**Brief:**
In the lines starting at the beginning of the records and ending at the line containing "column 1175, row 470", change "chrome grille" to "front grille" and leave everything else as it is. Omit the pictures from your answer.

** START Supplied data **

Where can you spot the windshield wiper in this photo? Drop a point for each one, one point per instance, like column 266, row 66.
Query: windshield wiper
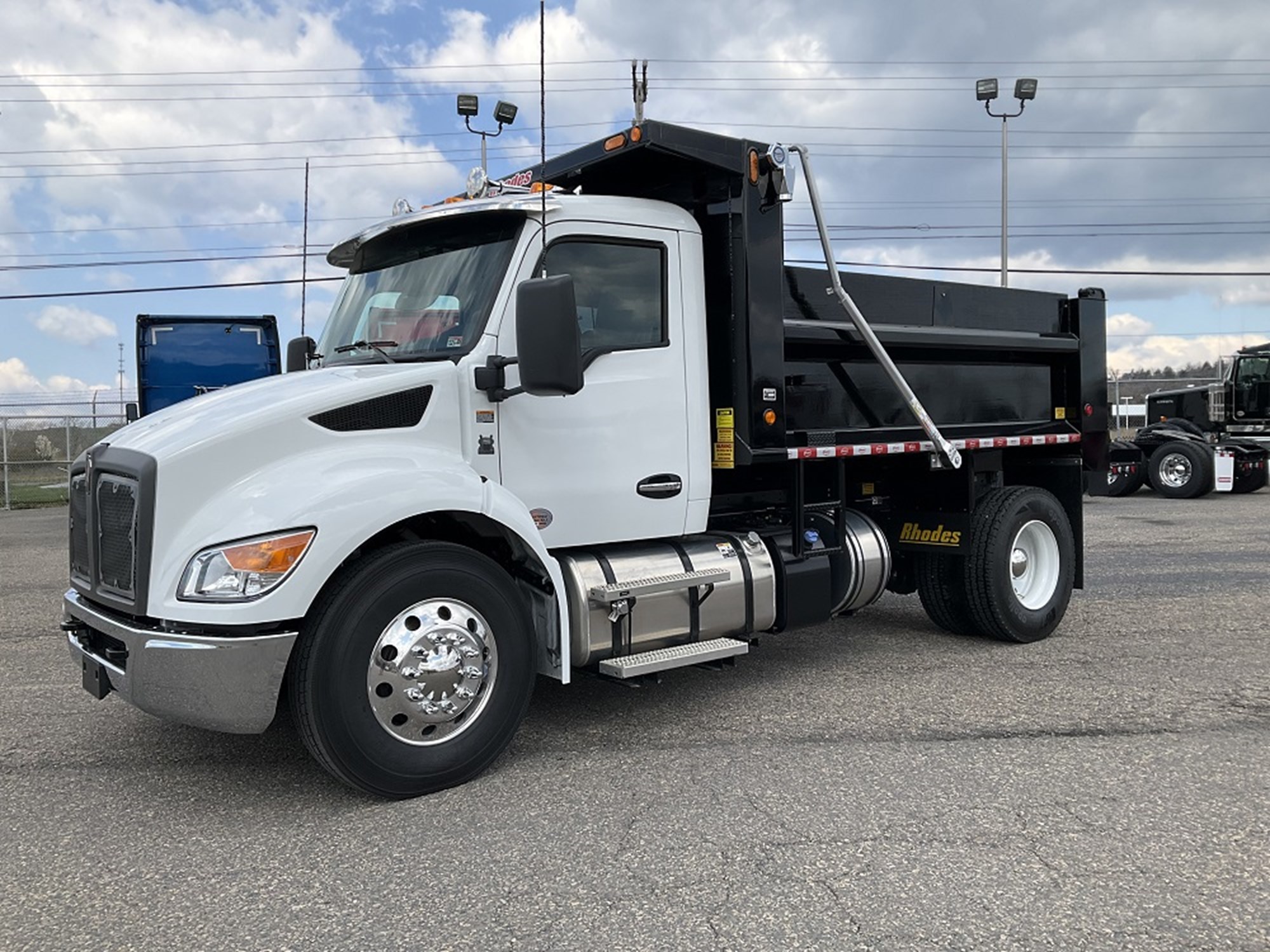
column 377, row 346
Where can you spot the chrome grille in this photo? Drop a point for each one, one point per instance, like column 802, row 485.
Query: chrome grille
column 79, row 527
column 116, row 534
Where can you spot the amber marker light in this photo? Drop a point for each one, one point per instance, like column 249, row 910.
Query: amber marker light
column 275, row 555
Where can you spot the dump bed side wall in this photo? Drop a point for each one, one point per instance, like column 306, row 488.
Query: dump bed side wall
column 990, row 379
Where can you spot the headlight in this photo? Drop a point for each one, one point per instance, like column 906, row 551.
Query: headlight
column 241, row 572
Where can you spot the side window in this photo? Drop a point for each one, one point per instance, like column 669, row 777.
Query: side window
column 620, row 289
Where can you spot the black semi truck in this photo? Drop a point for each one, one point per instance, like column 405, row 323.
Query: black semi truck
column 1200, row 440
column 598, row 428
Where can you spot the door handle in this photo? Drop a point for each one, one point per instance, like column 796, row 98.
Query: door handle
column 664, row 486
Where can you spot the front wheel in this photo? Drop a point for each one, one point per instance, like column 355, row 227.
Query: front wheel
column 1022, row 567
column 415, row 670
column 1182, row 470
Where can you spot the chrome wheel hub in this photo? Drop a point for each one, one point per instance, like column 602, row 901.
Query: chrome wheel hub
column 1036, row 565
column 431, row 672
column 1175, row 470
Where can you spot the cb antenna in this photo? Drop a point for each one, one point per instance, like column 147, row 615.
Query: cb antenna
column 639, row 92
column 543, row 122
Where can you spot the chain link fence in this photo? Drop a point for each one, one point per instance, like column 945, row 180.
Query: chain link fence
column 36, row 454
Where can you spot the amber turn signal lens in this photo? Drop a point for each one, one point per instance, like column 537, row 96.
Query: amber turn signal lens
column 275, row 555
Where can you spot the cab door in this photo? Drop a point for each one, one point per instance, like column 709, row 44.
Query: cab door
column 610, row 463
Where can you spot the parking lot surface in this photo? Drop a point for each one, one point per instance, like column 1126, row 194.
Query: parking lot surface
column 871, row 784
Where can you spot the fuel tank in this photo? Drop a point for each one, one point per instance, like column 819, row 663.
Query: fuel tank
column 741, row 605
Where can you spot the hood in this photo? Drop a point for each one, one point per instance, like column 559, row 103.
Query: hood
column 266, row 404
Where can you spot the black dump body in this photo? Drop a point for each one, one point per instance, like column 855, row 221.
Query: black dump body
column 985, row 361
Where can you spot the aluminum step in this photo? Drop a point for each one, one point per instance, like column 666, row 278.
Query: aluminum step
column 619, row 591
column 676, row 657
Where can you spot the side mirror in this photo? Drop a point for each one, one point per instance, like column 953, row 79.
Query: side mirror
column 548, row 340
column 299, row 352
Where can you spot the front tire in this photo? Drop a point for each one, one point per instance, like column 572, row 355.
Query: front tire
column 1022, row 567
column 415, row 670
column 1182, row 470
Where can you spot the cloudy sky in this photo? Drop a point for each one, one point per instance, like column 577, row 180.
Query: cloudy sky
column 152, row 144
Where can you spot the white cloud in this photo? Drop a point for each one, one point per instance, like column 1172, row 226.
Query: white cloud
column 76, row 326
column 1133, row 345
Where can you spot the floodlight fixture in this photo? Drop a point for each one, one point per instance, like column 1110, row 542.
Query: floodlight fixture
column 505, row 114
column 986, row 91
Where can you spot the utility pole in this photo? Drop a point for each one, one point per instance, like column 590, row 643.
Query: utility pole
column 304, row 256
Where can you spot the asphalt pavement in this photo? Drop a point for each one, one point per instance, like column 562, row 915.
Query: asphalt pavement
column 871, row 784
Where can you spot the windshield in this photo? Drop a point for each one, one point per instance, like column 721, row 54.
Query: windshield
column 421, row 293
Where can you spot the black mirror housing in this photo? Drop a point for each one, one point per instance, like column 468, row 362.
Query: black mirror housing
column 548, row 338
column 299, row 354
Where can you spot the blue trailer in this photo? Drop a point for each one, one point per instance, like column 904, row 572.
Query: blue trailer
column 184, row 356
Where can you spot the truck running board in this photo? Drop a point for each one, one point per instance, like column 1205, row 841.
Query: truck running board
column 622, row 591
column 676, row 657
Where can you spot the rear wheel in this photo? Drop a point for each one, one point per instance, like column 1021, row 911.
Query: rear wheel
column 415, row 670
column 942, row 587
column 1182, row 470
column 1022, row 565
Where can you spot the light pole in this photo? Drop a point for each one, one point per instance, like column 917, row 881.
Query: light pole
column 986, row 91
column 505, row 115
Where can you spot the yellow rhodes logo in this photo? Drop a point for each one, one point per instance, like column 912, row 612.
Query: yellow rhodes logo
column 939, row 536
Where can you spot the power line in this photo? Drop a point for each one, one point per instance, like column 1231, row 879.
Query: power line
column 307, row 70
column 504, row 88
column 284, row 142
column 845, row 265
column 154, row 291
column 1037, row 271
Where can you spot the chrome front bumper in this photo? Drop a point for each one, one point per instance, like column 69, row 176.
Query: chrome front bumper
column 222, row 684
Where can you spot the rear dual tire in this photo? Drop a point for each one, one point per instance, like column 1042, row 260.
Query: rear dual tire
column 1182, row 470
column 1015, row 582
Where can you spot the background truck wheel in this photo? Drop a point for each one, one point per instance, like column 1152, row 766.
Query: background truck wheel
column 1022, row 565
column 415, row 670
column 1182, row 470
column 942, row 587
column 1250, row 482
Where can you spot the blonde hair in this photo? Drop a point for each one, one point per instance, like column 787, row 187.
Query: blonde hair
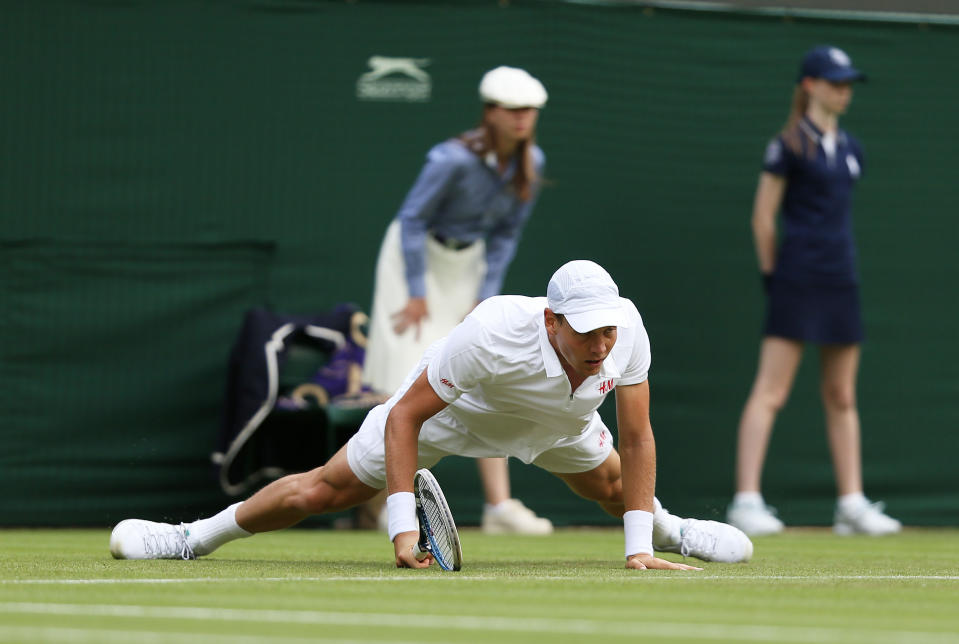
column 482, row 140
column 795, row 137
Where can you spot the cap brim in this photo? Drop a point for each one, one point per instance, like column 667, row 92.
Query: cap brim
column 845, row 75
column 590, row 320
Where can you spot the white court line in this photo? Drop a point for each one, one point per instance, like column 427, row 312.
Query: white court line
column 116, row 636
column 638, row 577
column 591, row 628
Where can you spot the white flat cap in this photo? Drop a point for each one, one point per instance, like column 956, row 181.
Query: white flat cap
column 512, row 88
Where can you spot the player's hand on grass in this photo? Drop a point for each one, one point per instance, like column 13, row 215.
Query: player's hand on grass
column 644, row 562
column 405, row 557
column 411, row 315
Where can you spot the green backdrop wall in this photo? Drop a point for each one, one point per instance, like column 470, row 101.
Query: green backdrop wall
column 165, row 166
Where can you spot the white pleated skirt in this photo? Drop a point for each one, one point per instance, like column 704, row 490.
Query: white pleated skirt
column 453, row 279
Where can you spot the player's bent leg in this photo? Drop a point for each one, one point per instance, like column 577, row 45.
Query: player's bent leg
column 281, row 504
column 603, row 484
column 289, row 500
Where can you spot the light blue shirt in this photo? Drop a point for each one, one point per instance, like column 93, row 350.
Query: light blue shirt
column 458, row 196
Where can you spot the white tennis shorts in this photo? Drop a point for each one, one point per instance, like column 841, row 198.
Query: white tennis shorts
column 366, row 452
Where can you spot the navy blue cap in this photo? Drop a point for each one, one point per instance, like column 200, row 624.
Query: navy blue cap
column 829, row 63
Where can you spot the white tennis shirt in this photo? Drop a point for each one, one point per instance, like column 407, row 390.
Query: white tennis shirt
column 506, row 387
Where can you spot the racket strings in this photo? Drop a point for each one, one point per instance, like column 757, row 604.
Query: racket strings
column 436, row 525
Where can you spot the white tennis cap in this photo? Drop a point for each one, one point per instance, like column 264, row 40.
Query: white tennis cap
column 586, row 295
column 512, row 88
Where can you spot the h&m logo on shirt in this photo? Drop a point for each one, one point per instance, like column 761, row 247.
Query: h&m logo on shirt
column 603, row 438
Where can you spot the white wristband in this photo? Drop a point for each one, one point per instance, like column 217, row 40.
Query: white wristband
column 401, row 510
column 638, row 527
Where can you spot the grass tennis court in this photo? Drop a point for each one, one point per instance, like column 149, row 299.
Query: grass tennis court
column 330, row 586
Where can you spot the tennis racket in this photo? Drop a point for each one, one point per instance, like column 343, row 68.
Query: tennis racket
column 438, row 535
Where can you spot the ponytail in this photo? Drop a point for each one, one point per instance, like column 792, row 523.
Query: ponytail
column 795, row 137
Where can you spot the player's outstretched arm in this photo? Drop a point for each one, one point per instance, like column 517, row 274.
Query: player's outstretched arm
column 650, row 562
column 403, row 425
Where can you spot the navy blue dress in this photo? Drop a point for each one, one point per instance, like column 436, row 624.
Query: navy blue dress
column 813, row 295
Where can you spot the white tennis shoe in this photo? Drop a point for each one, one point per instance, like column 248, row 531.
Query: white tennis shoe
column 755, row 519
column 867, row 518
column 706, row 540
column 139, row 539
column 512, row 517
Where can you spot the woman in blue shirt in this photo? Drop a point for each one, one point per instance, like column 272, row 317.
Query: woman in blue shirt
column 812, row 292
column 449, row 247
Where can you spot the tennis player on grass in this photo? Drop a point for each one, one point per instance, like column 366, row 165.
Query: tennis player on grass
column 521, row 377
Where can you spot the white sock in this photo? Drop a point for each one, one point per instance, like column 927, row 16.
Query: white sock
column 206, row 535
column 848, row 502
column 748, row 498
column 496, row 508
column 665, row 526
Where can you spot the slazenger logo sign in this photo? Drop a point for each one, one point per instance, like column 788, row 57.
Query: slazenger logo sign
column 395, row 79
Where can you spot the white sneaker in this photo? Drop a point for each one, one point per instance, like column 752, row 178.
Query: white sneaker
column 755, row 519
column 512, row 517
column 868, row 518
column 139, row 539
column 709, row 541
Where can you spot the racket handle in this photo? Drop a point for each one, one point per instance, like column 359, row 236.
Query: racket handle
column 419, row 553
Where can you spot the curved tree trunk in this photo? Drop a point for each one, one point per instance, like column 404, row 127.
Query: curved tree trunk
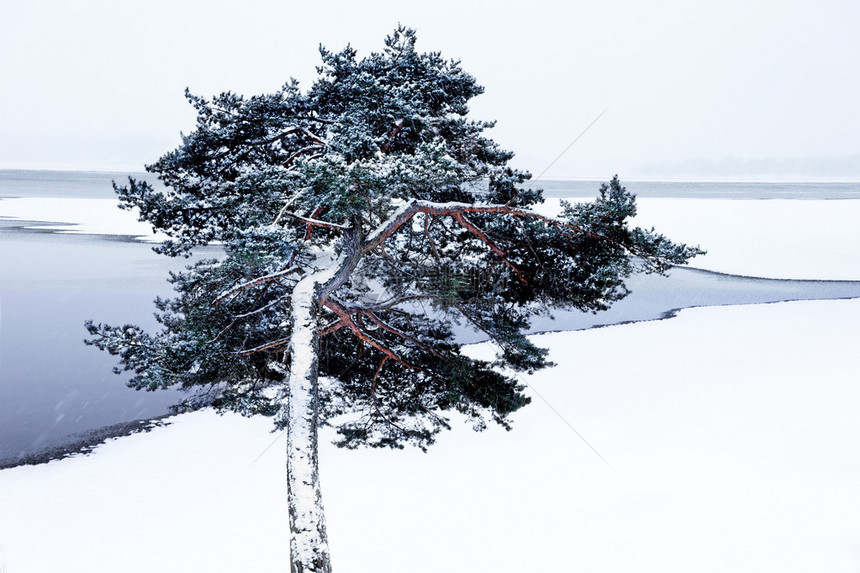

** END Supplied data **

**Full solution:**
Where can you spot the windshield wiper in this photo? Drop a point for each one, one point per instance, like column 266, row 66.
Query: windshield wiper
column 377, row 346
Where can you spot the front grille in this photo? Drop a point for each one, one point per instance, like column 802, row 485.
Query: front grille
column 79, row 527
column 116, row 534
Where can you spot the amber marker light in this photo? Drop a point for each one, one point per instance, like column 249, row 910.
Query: amber marker light
column 275, row 555
Where can you spot the dump bed side wall in this photo? Drop a point for each one, one point per instance, like column 306, row 488.
Query: dump bed side wall
column 990, row 379
Where can you spot the headlight in this photo? Drop a point for each one, one point per instance, like column 906, row 551.
Query: headlight
column 241, row 572
Where can you spot the side window in this photo? Drop a point for each one, one point per instance, like column 669, row 777.
Query: side window
column 620, row 289
Where can you spot the black semi truck in this photo? Drop a point for each one, one point per instance, like column 405, row 323.
Query: black semi truck
column 1200, row 440
column 598, row 428
Where can you spot the door handle in this photo? Drop a point for each one, one point per instance, like column 796, row 98.
Query: door handle
column 664, row 486
Where can you spot the front wheel in this photo? Drop a point for each one, one point per instance, like column 355, row 227.
Query: front wheel
column 1022, row 567
column 415, row 670
column 1182, row 470
Where can you spot the chrome wheel hub in this photo? Drop a point for each one, one point per instance, like column 602, row 901.
Query: chrome wheel hub
column 1036, row 565
column 431, row 672
column 1175, row 470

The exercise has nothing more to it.